Pick up the text below about UFC light heavyweight Cody Donovan and keep writing from the point where it ends.
--- BEGIN TEXT PROVIDED ---
UFC light heavyweight Cody DonovanCody Donovan was starting to work his way around to accepting that it was time to hang up his gloves and bring his fighting career to an end.

It’s not a straight-line journey for a fighter.

Very few athletes that wrap their hands with visions of stepping inside the UFC Octagon wake up one morning and know definitively that they’ve reached the end of the line. The process of getting to that point comes in fits and starts for most fighters – a gradual, reluctant acknowledgement that ambitions of competing on the biggest stage of the sport might be as close as they come to standing under the bright lights with Bruce Buffer’s call of their name echoing through the rafters.

Just like any sport, MMA has fighters that have spent their entire careers in the minor leagues - bouncing around the regional circuit, taking fights where they can, holding out hope that this next win is going to be the one that gets them noticed.

Some stick around well beyond their best before date.

Cody Donovan didn’t want to end up being one of those guys.

“I certainly felt like I had a ton of fights left in me,” explains the 32-year-old light heavyweight. “There was no part of me that wanted to stop fighting, but at the same time, I didn’t want to be one of those guys that is delusional. If this isn’t gonna happen, it’s not gonna happen, and I’ll move on and be successful at something else.
--- END TEXT PROVIDED ---
--- BEGIN EXTRACTED MATERIAL ---
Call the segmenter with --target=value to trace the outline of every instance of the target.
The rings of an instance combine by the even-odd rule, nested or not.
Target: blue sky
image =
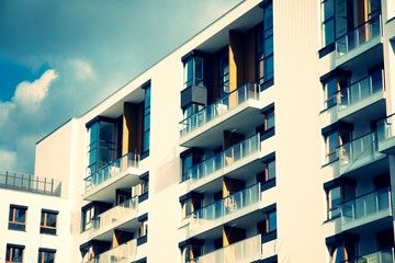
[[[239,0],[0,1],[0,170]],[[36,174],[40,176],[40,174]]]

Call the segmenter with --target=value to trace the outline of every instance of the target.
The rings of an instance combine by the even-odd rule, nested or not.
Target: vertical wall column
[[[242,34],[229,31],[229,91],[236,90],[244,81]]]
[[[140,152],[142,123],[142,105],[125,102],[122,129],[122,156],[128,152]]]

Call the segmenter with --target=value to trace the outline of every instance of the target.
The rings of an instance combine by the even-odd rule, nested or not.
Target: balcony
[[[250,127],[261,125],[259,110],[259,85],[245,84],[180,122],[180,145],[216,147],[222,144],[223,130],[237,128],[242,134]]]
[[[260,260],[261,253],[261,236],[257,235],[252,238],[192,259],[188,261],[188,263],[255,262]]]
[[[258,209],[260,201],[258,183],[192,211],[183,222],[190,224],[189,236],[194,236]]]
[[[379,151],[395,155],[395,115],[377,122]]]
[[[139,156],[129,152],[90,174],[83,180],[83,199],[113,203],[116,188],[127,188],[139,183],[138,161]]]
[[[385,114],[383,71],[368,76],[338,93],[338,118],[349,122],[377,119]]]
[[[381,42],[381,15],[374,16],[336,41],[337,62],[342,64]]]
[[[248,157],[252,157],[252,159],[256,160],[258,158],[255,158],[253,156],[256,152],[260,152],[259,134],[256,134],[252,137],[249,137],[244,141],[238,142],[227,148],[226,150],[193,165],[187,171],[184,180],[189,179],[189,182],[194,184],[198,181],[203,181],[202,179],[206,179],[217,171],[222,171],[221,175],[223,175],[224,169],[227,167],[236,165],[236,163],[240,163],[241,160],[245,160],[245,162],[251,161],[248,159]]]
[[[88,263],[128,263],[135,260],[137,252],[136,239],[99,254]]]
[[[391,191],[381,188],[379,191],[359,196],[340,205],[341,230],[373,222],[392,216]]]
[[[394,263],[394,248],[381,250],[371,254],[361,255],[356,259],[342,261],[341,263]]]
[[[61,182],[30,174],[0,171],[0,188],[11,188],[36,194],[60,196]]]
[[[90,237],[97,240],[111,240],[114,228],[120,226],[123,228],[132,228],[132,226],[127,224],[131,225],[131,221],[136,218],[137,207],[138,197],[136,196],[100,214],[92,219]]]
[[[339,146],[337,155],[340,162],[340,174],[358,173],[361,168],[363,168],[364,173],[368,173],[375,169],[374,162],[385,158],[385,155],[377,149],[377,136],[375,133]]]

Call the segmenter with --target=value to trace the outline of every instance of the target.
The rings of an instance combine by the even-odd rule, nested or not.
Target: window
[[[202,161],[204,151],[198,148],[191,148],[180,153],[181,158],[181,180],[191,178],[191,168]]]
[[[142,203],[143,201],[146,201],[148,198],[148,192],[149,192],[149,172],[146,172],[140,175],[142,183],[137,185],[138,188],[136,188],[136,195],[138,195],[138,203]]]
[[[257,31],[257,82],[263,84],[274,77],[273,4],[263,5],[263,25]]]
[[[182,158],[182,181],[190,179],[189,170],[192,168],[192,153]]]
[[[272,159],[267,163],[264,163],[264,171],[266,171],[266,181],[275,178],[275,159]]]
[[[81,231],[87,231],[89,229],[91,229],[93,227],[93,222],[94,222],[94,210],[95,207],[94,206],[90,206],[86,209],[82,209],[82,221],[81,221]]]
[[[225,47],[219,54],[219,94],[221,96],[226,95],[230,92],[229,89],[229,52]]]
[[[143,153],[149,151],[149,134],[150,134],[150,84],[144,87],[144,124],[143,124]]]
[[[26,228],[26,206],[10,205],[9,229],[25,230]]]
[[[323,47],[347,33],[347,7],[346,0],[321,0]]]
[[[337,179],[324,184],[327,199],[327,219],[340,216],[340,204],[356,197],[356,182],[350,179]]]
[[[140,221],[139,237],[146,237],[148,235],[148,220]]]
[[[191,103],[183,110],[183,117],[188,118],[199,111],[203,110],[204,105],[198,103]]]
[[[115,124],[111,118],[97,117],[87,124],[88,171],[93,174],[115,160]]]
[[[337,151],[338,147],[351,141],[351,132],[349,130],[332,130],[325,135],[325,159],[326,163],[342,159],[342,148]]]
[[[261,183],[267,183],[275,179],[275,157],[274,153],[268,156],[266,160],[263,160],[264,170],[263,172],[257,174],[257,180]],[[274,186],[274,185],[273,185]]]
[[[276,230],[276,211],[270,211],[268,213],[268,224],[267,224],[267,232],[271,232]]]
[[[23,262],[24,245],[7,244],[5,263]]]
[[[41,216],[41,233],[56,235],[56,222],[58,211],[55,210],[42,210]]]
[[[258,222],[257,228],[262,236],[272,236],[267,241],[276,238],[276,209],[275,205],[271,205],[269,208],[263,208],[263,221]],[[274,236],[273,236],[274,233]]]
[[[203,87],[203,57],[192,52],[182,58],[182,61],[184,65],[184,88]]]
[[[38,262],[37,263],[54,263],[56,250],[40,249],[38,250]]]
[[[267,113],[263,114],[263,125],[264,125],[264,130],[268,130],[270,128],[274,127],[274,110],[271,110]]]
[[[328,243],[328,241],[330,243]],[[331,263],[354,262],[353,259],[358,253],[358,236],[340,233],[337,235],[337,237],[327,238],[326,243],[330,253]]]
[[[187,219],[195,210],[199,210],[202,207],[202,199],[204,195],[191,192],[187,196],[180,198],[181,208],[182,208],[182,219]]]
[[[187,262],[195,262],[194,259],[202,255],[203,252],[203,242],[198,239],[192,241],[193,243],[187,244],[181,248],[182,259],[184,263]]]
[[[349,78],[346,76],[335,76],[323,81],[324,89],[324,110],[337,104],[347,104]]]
--- END EXTRACTED MATERIAL ---
* [RESULT BELOW]:
“I don’t have a ton of fights for somebody that has been fighting as long as I have,” continues Donovan, whose 10 professional bouts have taken place over the span of five years. “I’ve been training and doing this full-time for a long time, and I was kind of getting to the end of my rope. I was kind of like `Well, if it’s not gonna happen soon, it’s not gonna happen,’ and I was okay with that. I was ready to move on to coaching or other chapters or whatever.

“And then they called.”

Eddie Mendez was forced from his bout with Nick Penner, and the UFC needed a light heavyweight to compete 10-days later in Queensland, Australia on the UFC on FX fight card that served as the finale for The Ultimate Fighter: The Smashes.

It wasn’t exactly the way he envisioned breaking into the UFC, but Donovan wasn’t about to turn down the opportunity either.

“You can’t say, `No.’ When (the UFC calls), that’s when you find out what you’re made of, and I was like, `Hell yeah! Let’s do this!’ It was actually cool because there was no pressure. I had nothing to lose.

“It’s like that Eminem song,” he continues, laughing as he tries to finish his sentence. “You’ve got to take advantage of your opportunities. I went out there on nine days notice, it was a tough fight, but I knocked him out, and got Fight of the Night. It was a life-changing experience.”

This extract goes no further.